### Material for this task
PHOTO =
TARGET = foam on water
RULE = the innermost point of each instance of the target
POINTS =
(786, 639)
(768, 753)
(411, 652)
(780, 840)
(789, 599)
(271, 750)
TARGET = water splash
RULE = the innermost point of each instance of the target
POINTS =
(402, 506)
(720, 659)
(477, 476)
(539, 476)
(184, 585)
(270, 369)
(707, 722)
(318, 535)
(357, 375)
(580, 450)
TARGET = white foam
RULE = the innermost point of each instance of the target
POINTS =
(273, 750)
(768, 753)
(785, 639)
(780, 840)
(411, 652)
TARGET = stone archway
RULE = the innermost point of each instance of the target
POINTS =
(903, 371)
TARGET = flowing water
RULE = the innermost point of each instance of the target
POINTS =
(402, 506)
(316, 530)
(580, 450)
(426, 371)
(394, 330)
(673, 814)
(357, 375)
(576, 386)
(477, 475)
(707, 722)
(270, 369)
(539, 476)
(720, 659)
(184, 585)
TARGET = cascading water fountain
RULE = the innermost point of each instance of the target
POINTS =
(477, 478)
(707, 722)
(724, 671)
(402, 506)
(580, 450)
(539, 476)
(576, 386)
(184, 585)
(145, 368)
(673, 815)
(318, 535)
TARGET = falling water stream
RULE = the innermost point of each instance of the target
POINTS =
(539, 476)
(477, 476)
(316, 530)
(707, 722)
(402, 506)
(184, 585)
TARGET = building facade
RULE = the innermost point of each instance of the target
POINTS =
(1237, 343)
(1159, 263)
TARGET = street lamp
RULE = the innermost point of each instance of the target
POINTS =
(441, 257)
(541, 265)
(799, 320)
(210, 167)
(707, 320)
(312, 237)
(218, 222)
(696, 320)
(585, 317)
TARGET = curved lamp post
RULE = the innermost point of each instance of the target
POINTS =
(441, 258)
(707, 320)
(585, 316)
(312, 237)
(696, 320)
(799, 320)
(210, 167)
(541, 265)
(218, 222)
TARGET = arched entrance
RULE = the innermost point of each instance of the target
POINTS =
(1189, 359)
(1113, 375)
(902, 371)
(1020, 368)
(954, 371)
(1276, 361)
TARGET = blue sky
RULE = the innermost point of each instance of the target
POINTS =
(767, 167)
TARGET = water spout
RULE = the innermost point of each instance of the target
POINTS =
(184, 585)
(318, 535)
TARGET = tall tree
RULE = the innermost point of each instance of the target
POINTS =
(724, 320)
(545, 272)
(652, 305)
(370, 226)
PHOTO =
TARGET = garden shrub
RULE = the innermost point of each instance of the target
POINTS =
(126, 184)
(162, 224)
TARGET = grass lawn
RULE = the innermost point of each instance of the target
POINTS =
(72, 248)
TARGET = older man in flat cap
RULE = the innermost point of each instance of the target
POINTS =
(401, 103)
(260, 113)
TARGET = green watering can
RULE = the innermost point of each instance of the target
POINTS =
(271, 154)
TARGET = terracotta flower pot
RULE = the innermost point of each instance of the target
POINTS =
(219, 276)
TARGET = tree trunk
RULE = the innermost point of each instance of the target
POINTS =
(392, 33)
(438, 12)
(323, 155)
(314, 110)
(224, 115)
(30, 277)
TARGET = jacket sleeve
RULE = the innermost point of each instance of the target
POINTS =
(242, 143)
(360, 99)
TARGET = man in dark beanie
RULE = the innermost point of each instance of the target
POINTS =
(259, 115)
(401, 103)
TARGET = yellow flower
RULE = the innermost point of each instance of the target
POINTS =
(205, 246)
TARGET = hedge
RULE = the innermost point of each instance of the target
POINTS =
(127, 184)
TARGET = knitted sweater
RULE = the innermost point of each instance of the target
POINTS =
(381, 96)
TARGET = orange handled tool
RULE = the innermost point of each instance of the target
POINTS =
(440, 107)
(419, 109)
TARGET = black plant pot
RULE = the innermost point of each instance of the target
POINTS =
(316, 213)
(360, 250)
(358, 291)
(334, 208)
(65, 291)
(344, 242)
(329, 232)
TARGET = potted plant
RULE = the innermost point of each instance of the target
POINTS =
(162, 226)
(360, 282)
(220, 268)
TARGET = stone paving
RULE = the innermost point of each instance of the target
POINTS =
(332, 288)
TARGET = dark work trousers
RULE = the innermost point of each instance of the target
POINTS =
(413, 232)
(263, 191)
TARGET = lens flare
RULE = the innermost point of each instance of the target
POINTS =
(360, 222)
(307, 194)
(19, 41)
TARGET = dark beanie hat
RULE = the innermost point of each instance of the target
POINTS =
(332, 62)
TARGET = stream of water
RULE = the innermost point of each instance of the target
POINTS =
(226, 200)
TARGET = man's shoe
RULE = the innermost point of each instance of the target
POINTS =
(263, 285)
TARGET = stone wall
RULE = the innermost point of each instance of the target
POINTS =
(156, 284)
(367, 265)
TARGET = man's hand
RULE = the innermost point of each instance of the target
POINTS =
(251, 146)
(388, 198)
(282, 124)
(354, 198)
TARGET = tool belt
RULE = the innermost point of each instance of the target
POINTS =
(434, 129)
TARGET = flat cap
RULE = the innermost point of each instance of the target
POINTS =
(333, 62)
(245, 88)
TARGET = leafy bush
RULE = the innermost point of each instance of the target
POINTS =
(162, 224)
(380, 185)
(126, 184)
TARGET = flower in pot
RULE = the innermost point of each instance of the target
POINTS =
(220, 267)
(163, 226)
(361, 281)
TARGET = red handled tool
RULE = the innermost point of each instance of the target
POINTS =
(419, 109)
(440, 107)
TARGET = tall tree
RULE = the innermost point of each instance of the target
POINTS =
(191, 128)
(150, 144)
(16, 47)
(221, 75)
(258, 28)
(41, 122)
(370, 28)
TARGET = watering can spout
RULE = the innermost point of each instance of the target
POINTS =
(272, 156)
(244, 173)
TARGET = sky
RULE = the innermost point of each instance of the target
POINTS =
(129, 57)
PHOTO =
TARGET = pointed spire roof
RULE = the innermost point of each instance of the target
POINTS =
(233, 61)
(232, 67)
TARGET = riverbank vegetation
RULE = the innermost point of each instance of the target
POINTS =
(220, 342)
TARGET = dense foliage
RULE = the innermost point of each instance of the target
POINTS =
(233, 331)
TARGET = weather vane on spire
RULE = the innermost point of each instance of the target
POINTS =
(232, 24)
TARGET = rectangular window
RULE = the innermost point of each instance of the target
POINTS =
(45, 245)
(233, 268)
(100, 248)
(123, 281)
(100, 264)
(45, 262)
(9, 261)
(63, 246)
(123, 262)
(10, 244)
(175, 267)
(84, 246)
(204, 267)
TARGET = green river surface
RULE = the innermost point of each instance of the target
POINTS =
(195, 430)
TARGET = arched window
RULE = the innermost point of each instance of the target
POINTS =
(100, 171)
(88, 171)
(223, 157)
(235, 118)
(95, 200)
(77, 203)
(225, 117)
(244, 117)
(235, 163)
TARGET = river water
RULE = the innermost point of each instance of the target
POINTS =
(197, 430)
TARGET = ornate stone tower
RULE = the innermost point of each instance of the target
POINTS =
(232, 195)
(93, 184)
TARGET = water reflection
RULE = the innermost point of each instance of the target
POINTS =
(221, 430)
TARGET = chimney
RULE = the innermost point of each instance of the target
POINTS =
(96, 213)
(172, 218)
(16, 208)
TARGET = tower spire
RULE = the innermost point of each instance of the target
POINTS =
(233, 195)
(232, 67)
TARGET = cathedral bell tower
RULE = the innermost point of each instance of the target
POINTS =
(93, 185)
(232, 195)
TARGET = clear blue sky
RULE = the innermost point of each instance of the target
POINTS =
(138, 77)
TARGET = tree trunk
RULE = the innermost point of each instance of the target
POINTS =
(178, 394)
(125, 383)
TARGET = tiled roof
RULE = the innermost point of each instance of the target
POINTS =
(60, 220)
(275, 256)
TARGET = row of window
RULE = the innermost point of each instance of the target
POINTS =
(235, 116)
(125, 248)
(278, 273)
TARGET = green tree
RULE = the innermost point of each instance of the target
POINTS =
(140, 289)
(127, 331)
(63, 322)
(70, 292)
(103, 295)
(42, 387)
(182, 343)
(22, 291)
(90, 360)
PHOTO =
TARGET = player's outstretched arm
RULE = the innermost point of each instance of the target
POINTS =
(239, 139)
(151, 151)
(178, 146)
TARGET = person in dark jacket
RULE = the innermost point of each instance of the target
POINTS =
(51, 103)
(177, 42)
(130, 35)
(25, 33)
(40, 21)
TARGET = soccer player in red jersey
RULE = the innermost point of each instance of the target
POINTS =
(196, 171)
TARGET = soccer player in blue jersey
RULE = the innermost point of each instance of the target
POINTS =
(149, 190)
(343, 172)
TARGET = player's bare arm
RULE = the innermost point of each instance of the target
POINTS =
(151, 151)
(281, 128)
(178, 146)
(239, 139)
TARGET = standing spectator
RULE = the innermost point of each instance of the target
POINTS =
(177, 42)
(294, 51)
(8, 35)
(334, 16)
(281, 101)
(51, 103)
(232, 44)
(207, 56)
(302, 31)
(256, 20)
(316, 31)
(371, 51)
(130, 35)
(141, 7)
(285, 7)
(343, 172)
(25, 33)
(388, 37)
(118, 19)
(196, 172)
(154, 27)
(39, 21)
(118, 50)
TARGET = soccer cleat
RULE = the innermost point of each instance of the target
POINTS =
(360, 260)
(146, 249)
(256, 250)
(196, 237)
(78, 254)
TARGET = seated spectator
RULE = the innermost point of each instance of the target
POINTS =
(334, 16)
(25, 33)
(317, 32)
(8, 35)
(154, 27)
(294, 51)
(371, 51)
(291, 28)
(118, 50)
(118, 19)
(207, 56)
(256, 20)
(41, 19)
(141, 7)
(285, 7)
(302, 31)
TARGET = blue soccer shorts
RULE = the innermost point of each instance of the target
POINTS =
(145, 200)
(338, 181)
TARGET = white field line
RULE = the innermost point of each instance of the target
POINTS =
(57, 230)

### Required work
Your answer must be a single number: the count of lines in these records that contain "dark".

### Exercise answer
4